YOUR ASSIGNMENT
Please extend the blog page on citizen self-governance and an ecological society, picking up right after its final line.

EXCERPT TO READ
We’ve lived so long under the spell of hierarchy—from god-kings to feudal lords to party bosses—that only recently have we awakened to see not only that “regular” citizens have the capacity for self-governance, but that without their engagement our huge global crises cannot be addressed. The changes needed for human society simply to survive, let alone thrive, are so profound that the only way we will move toward them is if we ourselves, regular citizens, feel meaningful ownership of solutions through direct engagement. Our problems are too big, interrelated, and pervasive to yield to directives from on high.
—Frances Moore Lappé, excerpt from Time for Progressives to Grow Up

Showing posts with label solidarity. Show all posts
Showing posts with label solidarity. Show all posts

Thursday, August 24, 2017

Capitalism puts profits first, but an ecological society will serve humanity-- an Interview with Fred Magdoff (a "best post")

Click here to access this interview from Truthout.

EXTRACTED RECORDS

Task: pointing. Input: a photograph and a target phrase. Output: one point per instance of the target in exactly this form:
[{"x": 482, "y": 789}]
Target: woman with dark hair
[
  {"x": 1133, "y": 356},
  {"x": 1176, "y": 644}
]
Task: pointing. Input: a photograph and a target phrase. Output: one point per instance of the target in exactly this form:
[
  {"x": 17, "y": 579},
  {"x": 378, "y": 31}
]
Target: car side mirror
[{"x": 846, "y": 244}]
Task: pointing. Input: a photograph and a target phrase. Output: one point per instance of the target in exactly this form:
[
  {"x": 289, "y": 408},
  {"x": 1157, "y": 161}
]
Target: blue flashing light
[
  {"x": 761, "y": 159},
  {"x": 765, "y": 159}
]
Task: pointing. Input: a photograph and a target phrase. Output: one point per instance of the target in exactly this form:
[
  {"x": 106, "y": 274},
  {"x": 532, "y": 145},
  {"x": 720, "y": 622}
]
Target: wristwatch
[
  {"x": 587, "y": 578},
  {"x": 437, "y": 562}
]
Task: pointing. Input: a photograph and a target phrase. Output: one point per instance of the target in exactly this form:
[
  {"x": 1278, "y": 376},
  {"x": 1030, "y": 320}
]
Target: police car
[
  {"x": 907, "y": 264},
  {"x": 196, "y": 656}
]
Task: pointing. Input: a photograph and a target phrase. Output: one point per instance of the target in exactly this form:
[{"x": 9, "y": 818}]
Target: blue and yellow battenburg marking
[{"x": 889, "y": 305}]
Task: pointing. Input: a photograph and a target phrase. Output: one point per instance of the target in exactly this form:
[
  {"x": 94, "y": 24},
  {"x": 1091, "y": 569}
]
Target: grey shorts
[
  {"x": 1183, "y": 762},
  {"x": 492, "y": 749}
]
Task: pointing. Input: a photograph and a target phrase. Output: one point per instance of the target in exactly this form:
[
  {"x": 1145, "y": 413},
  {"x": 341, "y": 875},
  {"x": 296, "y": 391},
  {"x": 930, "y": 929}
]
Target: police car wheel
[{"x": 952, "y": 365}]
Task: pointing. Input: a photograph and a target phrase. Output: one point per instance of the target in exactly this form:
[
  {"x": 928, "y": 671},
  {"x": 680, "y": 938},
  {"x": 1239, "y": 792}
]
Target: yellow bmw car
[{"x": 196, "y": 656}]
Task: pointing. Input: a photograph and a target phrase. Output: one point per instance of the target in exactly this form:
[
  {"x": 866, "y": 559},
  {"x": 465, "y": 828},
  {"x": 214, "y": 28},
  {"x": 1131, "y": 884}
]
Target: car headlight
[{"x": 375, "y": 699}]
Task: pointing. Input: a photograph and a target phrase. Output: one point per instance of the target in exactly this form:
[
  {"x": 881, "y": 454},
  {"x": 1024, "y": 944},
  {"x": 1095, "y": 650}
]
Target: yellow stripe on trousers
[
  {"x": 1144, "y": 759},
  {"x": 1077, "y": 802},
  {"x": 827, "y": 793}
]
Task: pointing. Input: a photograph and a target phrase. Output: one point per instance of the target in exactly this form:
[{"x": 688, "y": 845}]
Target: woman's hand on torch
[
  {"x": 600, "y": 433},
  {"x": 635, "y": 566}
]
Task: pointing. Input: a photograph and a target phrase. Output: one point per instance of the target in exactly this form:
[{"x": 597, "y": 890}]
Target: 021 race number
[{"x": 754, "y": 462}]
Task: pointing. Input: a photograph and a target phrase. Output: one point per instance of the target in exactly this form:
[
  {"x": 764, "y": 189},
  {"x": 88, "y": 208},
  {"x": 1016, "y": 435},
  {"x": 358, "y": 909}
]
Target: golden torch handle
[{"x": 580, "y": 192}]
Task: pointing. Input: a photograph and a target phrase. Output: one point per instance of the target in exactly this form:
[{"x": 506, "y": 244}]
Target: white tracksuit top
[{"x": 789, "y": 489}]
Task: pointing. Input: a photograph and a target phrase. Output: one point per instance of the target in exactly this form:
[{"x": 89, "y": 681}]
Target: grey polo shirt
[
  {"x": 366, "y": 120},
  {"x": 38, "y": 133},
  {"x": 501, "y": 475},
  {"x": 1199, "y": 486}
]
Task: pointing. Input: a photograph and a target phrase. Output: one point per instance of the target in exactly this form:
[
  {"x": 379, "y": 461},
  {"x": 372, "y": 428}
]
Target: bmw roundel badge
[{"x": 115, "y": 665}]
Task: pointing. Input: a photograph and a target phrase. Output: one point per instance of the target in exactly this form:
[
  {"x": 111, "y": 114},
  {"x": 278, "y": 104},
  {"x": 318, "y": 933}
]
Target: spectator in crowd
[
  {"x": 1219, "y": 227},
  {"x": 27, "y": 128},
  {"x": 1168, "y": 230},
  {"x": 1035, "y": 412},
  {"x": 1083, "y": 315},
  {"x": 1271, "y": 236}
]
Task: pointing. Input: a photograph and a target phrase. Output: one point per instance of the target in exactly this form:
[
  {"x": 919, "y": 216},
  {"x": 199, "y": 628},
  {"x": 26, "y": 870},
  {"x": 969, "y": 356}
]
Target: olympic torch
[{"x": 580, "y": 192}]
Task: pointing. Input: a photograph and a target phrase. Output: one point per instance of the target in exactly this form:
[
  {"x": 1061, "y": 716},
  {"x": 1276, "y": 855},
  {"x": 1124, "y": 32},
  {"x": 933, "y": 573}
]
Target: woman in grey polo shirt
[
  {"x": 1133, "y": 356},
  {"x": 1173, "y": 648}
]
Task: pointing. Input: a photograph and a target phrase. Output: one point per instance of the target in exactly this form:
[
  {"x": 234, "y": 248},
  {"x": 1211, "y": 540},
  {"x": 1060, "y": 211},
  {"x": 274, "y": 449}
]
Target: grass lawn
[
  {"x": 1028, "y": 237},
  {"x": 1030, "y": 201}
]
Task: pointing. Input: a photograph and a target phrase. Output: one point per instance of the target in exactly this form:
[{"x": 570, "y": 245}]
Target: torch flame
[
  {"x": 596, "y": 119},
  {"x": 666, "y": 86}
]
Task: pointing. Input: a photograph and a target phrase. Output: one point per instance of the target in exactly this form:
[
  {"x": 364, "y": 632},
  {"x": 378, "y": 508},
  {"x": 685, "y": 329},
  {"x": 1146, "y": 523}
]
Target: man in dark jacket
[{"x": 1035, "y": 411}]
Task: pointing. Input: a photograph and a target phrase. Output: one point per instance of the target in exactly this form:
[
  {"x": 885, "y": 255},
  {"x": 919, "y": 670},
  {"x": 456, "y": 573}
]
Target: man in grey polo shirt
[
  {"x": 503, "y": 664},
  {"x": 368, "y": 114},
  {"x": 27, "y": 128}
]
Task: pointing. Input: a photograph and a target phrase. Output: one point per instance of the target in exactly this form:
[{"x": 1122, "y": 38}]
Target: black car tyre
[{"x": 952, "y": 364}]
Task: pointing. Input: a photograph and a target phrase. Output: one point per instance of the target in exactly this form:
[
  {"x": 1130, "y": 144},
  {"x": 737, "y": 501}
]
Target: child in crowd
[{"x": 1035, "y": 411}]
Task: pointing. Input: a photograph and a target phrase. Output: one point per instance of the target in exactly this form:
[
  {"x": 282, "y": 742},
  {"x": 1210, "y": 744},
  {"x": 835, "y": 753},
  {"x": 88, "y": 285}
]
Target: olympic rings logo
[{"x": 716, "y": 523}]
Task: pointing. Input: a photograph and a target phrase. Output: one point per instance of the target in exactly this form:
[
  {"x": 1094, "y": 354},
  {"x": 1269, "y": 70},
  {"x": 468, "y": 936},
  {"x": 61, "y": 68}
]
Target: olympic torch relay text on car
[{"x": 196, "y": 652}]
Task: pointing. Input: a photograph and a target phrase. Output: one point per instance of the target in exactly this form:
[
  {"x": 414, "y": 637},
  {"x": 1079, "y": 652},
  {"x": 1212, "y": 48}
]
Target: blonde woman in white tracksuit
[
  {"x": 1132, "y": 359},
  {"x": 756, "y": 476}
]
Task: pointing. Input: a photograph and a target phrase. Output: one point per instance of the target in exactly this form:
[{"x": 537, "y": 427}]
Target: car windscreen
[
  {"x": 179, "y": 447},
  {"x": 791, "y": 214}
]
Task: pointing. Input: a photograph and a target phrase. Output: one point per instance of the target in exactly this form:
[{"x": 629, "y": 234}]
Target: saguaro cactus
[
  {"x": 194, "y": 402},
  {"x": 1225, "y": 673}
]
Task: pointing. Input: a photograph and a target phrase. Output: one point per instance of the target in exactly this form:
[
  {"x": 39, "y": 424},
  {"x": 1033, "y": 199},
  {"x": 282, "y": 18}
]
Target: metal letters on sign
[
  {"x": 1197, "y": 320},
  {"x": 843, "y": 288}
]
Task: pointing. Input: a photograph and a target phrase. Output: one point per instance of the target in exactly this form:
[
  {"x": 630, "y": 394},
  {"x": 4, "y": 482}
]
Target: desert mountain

RESPONSE FOR THIS EXERCISE
What would a truly just, equal and ecologically sustainable future look like? Why would it require a change in our economic system, namely the end of capitalism? Fred Magdoff and Chris Williams answer(s) these questions in Creating an Ecological Society: Toward a Revolutionary Transformation. Suffused with radical hope, this book can be yours with a donation to Truthout!

Is a world possible based on equitable needs, empathy and sustainable economics? Two authors believe so -- and that it would require the end of capitalism: Fred Magdoff and Chris Williams, who co-wrote Creating an Ecological Society. In this Truthout interview, Magdoff -- a professor emeritus of plant and soil science at the University of Vermont -- shares his vision of how we could move toward such a world.
Magdoff's articles have been frequently published in the Monthly Review, a longtime socialist journal. He is a professor emeritus of plant and soil science at the University of Vermont and co-author of the new Monthly Review Press book Creating an Ecological Society: Toward a Revolutionary Transformation.
 
Fred Magdoff demonstrates in this interview that he is a very wise man as illustrated in this paragraph in a partial answer to the question "In summary, what would an ecological society look like to you?"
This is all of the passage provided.